+++ Extracted data +++
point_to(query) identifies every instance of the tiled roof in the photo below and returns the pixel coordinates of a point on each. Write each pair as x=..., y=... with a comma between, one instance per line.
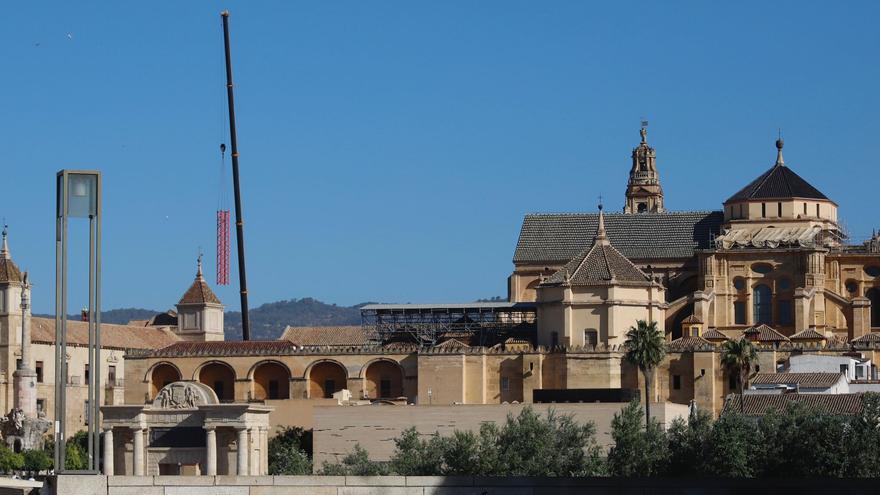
x=714, y=334
x=764, y=333
x=112, y=336
x=808, y=380
x=778, y=182
x=326, y=336
x=689, y=342
x=199, y=293
x=556, y=238
x=867, y=338
x=226, y=348
x=808, y=334
x=760, y=404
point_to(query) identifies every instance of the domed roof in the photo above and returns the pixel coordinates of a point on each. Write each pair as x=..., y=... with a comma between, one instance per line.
x=778, y=182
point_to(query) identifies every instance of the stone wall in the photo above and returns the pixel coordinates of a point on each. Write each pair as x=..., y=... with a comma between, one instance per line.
x=338, y=428
x=430, y=485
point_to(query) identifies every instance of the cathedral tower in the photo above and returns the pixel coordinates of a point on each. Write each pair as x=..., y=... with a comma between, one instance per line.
x=643, y=192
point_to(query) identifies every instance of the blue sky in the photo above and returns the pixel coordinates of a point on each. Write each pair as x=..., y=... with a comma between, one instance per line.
x=390, y=150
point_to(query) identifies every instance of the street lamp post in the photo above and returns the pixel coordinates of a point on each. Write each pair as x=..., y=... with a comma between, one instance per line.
x=78, y=196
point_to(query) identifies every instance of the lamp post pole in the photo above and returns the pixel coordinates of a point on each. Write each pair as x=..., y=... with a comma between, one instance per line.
x=78, y=196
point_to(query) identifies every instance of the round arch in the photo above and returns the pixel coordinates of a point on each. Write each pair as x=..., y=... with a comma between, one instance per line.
x=383, y=379
x=271, y=380
x=218, y=375
x=161, y=374
x=325, y=377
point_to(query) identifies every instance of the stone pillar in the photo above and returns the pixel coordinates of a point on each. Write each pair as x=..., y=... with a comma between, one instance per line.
x=138, y=451
x=211, y=451
x=242, y=446
x=108, y=452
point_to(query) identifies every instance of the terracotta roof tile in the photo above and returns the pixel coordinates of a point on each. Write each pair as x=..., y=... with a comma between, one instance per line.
x=112, y=336
x=689, y=343
x=327, y=336
x=714, y=334
x=556, y=238
x=760, y=404
x=808, y=334
x=764, y=333
x=226, y=348
x=808, y=380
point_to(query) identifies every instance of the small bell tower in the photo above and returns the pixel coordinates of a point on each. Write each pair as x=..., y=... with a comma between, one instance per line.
x=643, y=192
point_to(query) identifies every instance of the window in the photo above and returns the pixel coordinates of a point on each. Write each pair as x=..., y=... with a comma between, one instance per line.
x=329, y=388
x=763, y=310
x=591, y=337
x=783, y=307
x=739, y=312
x=218, y=389
x=874, y=295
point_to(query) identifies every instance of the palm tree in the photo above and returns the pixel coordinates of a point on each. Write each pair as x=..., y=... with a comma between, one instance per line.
x=645, y=348
x=737, y=357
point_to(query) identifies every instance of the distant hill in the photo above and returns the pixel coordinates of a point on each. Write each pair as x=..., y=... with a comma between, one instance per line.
x=269, y=320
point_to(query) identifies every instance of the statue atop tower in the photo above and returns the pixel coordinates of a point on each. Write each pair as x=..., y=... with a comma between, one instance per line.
x=643, y=191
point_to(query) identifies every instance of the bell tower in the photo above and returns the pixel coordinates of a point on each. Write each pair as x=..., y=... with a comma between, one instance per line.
x=643, y=192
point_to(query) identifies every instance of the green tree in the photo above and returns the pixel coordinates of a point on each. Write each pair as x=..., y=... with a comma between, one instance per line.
x=737, y=357
x=9, y=460
x=645, y=348
x=637, y=450
x=687, y=443
x=732, y=449
x=415, y=456
x=862, y=438
x=288, y=452
x=357, y=463
x=801, y=442
x=36, y=461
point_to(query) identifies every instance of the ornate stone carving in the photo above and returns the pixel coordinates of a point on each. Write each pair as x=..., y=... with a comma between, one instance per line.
x=184, y=395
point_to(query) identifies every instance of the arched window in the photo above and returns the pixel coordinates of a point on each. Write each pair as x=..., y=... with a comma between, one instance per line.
x=874, y=295
x=763, y=304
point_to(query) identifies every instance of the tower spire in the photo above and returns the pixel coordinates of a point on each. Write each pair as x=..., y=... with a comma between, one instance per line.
x=4, y=250
x=779, y=143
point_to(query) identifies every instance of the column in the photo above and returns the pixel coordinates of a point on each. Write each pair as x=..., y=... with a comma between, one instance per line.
x=211, y=454
x=139, y=451
x=264, y=453
x=108, y=452
x=242, y=452
x=255, y=451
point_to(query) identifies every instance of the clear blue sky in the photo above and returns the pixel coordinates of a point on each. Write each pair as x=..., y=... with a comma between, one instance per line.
x=389, y=150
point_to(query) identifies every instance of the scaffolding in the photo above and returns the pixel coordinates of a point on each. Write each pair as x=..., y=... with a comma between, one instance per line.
x=426, y=324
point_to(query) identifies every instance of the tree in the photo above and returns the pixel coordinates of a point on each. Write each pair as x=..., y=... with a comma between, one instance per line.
x=357, y=463
x=9, y=460
x=36, y=461
x=637, y=451
x=732, y=447
x=687, y=443
x=288, y=452
x=645, y=348
x=737, y=357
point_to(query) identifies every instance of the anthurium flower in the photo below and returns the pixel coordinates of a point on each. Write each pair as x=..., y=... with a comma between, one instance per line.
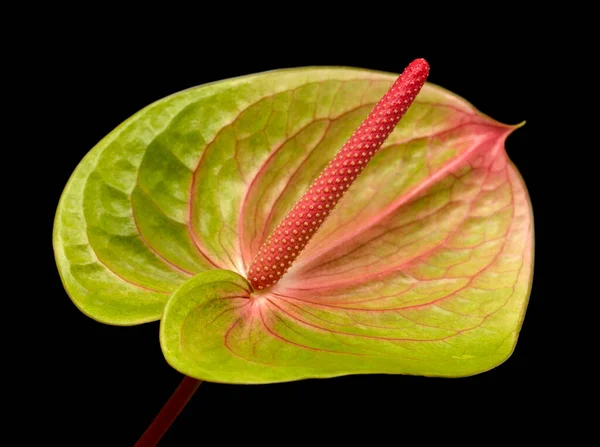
x=415, y=258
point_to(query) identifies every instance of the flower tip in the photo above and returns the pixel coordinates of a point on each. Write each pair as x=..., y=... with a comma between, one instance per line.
x=421, y=65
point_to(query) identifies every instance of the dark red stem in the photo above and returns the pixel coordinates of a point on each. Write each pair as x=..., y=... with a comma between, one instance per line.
x=169, y=412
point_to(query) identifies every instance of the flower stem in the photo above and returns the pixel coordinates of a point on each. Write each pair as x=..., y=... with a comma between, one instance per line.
x=169, y=412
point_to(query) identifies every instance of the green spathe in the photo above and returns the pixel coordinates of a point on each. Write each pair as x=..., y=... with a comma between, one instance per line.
x=424, y=267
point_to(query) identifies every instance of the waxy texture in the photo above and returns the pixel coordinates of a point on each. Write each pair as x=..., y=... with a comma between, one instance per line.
x=291, y=236
x=423, y=268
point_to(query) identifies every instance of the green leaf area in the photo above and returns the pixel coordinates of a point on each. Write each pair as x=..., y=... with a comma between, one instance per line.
x=424, y=267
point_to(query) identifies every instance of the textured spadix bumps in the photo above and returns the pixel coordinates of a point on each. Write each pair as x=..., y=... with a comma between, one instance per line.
x=291, y=236
x=426, y=270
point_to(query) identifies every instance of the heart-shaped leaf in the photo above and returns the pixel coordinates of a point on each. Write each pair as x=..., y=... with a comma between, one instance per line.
x=424, y=267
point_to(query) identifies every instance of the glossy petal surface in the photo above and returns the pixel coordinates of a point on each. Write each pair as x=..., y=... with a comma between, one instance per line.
x=424, y=267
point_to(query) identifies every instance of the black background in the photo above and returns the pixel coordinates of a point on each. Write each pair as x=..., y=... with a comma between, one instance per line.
x=105, y=384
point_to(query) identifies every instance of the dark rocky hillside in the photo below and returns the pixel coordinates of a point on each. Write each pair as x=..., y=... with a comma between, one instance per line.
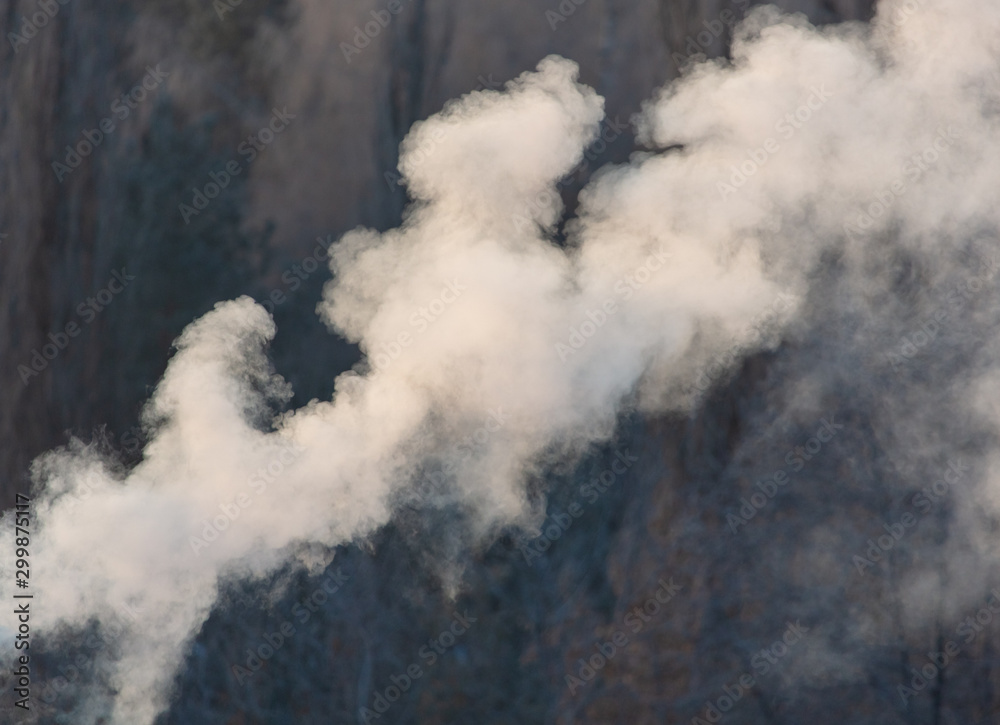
x=768, y=618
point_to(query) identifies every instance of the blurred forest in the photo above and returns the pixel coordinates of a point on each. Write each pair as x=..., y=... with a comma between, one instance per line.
x=332, y=168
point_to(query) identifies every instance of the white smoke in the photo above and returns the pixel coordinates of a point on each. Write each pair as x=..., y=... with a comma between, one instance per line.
+++
- _Instruction_
Rewrite all of the material above with "pixel coordinates" swapped for "image coordinates" everywhere, changing nothing else. Leave the pictures out.

- _Solution below_
point_to(query) identifies every instance of the tiled roof in the photo below and returns the image coordinates of a point on each. Write each pair as x=..., y=... with a comma between, one instance per line.
x=714, y=334
x=764, y=333
x=112, y=336
x=808, y=380
x=778, y=182
x=326, y=336
x=689, y=342
x=199, y=293
x=556, y=238
x=867, y=338
x=226, y=348
x=808, y=334
x=760, y=404
point_to(query) identifies every instance of the domed roof in the photo above and returns the image coordinates of a point on each. Write each pair as x=..., y=... with a comma between, one instance per line.
x=778, y=182
point_to(query) identifies every instance of the stone wall in the photo above and returns the image coordinates of a point on each. Write each pair as x=..., y=... with a comma between, one instance per line.
x=338, y=428
x=430, y=485
point_to(query) identifies every instance of the cathedral tower in the photo above and returns the image coordinates of a point on each. Write each pair as x=..., y=... with a comma between, one instance per line.
x=643, y=192
point_to(query) identifies every instance of the blue sky in the photo above and returns the image coordinates of a point on each. Write each pair as x=..., y=... with a comma between, one instance per line.
x=390, y=150
point_to(query) identifies every instance of the street lamp post in the photo above and returns the image coordinates of a point on each. Write each pair as x=..., y=... with a comma between, one instance per line.
x=78, y=196
point_to(query) identifies every instance of the lamp post pole in the photo above and returns the image coordinates of a point on each. Write each pair as x=..., y=... with a comma between, one instance per line.
x=78, y=196
point_to(query) identifies every instance of the round arch in the photo above and returns the image coordinates of a point on each. Write each pair as x=..., y=... with a comma between, one instance per line.
x=383, y=379
x=271, y=380
x=218, y=375
x=161, y=374
x=325, y=377
point_to(query) identifies every instance of the stone pillar in the photo above and returns the image coordinates of a point on each. Write each pair as x=..., y=... with a comma between, one instance per line.
x=138, y=451
x=211, y=451
x=242, y=446
x=108, y=452
point_to(query) identifies every instance of the terracotta roof tile in the photo above and returns the image coordinates of a point on each. Write each pair as x=..., y=... with a comma between, one instance per line.
x=112, y=336
x=689, y=343
x=327, y=336
x=714, y=334
x=556, y=238
x=760, y=404
x=808, y=334
x=764, y=333
x=226, y=348
x=808, y=380
point_to(query) identifies every instance of the small bell tower in the photo above and returns the image coordinates of a point on each. Write each pair as x=..., y=... with a comma between, one instance per line.
x=643, y=192
point_to(query) identifies every instance of the window in the photo above and returns the image coordinates of a point on each. Write each pair as x=..., y=... with a comma between, one instance per line.
x=329, y=388
x=763, y=310
x=591, y=337
x=783, y=307
x=739, y=312
x=218, y=389
x=874, y=295
point_to(query) identifies every instance of the palm tree in the photo above and returns the image coordinates of a point on each. Write each pair as x=..., y=... with a comma between, one instance per line.
x=645, y=348
x=737, y=357
point_to(query) identifies every instance of the distant hill in the photo above and returns the image coordinates of a point on each. Write each pair as x=..., y=... with a comma between, one instance per line.
x=269, y=320
point_to(query) identifies every instance of the statue atop tower in the photo above and returns the image coordinates of a point on each. Write each pair as x=..., y=... with a comma between, one instance per line.
x=643, y=191
point_to(query) identifies every instance of the bell tower in the photo above and returns the image coordinates of a point on each. Write each pair as x=..., y=... with a comma between, one instance per line.
x=643, y=192
point_to(query) identifies every instance of the green tree in the photo above and returns the image coordinates of a point on each. Write each pair as x=..., y=... with a comma between, one instance per line.
x=737, y=357
x=9, y=460
x=645, y=348
x=637, y=450
x=687, y=443
x=732, y=449
x=415, y=456
x=862, y=438
x=288, y=452
x=357, y=463
x=801, y=442
x=36, y=461
point_to(query) identifies every instance of the ornate stone carving in the photo above and returns the image coordinates of a point on each. Write each pair as x=..., y=... with a comma between, one instance per line.
x=184, y=395
point_to(query) identifies every instance of the arched window in the photo above and returns the image coordinates of a point on each. Write each pair as x=..., y=... with a comma between, one instance per line.
x=874, y=295
x=763, y=304
point_to(query) identifies every instance of the tower spire in the photo above and returns the image coordinates of a point on each. Write each pair as x=..., y=... with a comma between, one instance per line.
x=4, y=250
x=779, y=143
point_to(query) identifies every instance of the column in the photo above and returns the image coordinates of a point on each. Write each pair as x=..., y=... with a comma between, one instance per line.
x=211, y=454
x=139, y=451
x=264, y=453
x=108, y=452
x=242, y=452
x=255, y=451
point_to(query) identifies every instance of the clear blue sky in the photo above and returns the image coordinates of a point on each. Write each pair as x=..., y=... with a comma between, one instance per line.
x=389, y=150
point_to(query) identifies every instance of the scaffolding in the photo above and returns the image coordinates of a point on each. Write each pair as x=..., y=... with a comma between, one instance per line.
x=426, y=324
point_to(query) identifies every instance of the tree in the photo above and returns the image coordinates of a point on each. Write each pair as x=..., y=... with a comma between, one instance per line.
x=357, y=463
x=9, y=460
x=36, y=461
x=637, y=451
x=732, y=447
x=687, y=443
x=288, y=452
x=645, y=348
x=737, y=357
point_to(query) identifies every instance of the anthurium flower in the photo below and returns the image coordinates of a point on each. Write each pair as x=..., y=... with a comma between, one instance per line.
x=415, y=258
point_to(query) identifies every instance of the flower tip in the photo above and returns the image coordinates of a point on each. Write each pair as x=..., y=... with a comma between, one instance per line.
x=421, y=65
point_to(query) identifies every instance of the dark red stem in the photo above and returns the image coordinates of a point on each. Write each pair as x=..., y=... with a comma between, one instance per line.
x=169, y=412
point_to(query) identifies every instance of the flower stem in the photo above and returns the image coordinates of a point on each. Write each pair as x=..., y=... with a comma between, one instance per line.
x=169, y=412
point_to(query) identifies every instance of the green spathe in the photo above and returns the image coordinates of a point on each. Write each pair as x=..., y=... with a comma between, one instance per line.
x=424, y=267
point_to(query) identifies every instance of the waxy texture in the photo above and returns the image coordinates of a point on each. Write each pair as x=..., y=... with a comma between, one instance per line.
x=291, y=236
x=423, y=268
point_to(query) identifies every instance of the green leaf area in the photo above and returns the image coordinates of a point on each. Write each pair as x=..., y=... with a comma between, one instance per line.
x=424, y=267
point_to(query) identifies every instance of the textured spadix bumps in the photo above and returns the image coordinates of a point on each. Write each pair as x=..., y=... with a comma between, one instance per line.
x=291, y=236
x=426, y=270
point_to(query) identifies every instance of the heart-shaped leaf in the photo above and returns the image coordinates of a point on each. Write each pair as x=..., y=... with a comma between, one instance per line.
x=424, y=267
point_to(query) identifies every instance of the glossy petal surface in the photo above and returns the image coordinates of a point on each. Write each pair as x=..., y=... with a comma between, one instance per line.
x=424, y=267
point_to(query) identifies every instance of the black background in the photo above and returns the image coordinates of a point on each. Write each pair as x=..., y=... with a comma between, one instance per line.
x=105, y=384
point_to(query) identifies every instance of the dark rocky hillside in the photo below and returns the image coordinates of a point on each. Write each pair as x=..., y=... with a comma between, one instance per line.
x=768, y=618
point_to(query) identifies every instance of the blurred forest in the photo above and returns the image coordinates of a point on each. Write each pair as x=..., y=... with a comma between, one instance per line.
x=332, y=168
point_to(query) identifies every instance of the white smoke in the photo above and returns the image coordinates of a point on each. Write each pair as x=..., y=... with a comma between, one instance per line.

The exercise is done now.